**Série de consignes:**
(A) D'après le texte affiché, depuis quels traités la péninsule est-elle placée sous l'hégémonie autrichienne ?
(B) Comptez les lignes des données qui contiennent la chaîne "fish", en respectant la casse, et donnez uniquement ce nombre.

**Texte affiché:**

________________________

1. L’héritage du siècle des Lumières

La naissance d’une conscience nationale

Malgré la fragmentation politique de la péninsule, placée depuis les traités de 1713 sous l’hégémonie autrichienne, le XVIIIe siècle fait circuler une culture largement influencée par les penseurs français et britanniques. L’Italie peut ainsi s’insérer dans le vaste mouvement des Lumières qui, dans l’ensemble du continent, cherche à remédier à l’inadaptation de l’Ancien Régime aux nouvelles conditions sociales. Des expériences particulièrement réussies de despotisme éclairé s’effectuent dans les États contrôlés par l’Autriche et à Naples. Le toscan, promu au rang de langue de culture, est le véhicule d’une abondante littérature, essentiellement tournée vers les sciences politiques, l’économie et le droit. Imbus des doctrines jansénistes, les réformateurs rêvent de monarchies autoritaires, contrôlant le pouvoir temporel de l’Église, appliquant la tolérance et la raison à l’art de gouverner et recherchant, dans une vue un peu abstraite et ingénument optimiste du progrès, «le maximum de bonheur pour le plus grand nombre des peuples».

________________________

**Extraits de données:**
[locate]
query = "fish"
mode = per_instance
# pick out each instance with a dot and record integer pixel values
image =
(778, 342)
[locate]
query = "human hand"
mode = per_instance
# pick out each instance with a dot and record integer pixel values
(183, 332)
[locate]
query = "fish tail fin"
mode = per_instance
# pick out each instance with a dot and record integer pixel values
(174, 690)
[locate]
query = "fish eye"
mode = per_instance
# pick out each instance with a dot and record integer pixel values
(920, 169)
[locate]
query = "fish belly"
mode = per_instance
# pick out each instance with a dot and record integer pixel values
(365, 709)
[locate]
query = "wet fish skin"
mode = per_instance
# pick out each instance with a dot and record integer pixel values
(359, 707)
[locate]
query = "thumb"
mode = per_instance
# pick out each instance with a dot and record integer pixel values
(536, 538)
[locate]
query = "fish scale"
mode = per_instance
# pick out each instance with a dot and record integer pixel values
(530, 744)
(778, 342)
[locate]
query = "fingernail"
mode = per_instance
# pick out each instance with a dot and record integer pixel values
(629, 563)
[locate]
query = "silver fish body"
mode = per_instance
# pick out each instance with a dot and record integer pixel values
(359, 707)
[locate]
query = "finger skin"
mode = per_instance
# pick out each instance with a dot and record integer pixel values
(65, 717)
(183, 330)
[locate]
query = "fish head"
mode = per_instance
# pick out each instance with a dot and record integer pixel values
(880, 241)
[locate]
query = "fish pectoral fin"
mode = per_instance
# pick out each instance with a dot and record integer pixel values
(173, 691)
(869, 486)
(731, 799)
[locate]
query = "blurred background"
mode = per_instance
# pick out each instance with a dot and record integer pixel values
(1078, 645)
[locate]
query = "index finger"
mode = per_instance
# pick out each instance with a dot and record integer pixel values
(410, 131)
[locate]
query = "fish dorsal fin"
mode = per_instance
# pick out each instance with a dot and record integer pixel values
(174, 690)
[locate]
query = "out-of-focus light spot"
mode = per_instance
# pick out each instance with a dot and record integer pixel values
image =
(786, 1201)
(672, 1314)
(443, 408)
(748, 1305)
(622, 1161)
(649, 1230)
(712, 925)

________________________

**Consignes résolues:**
(A) Depuis les traités de 1713.

(B) 10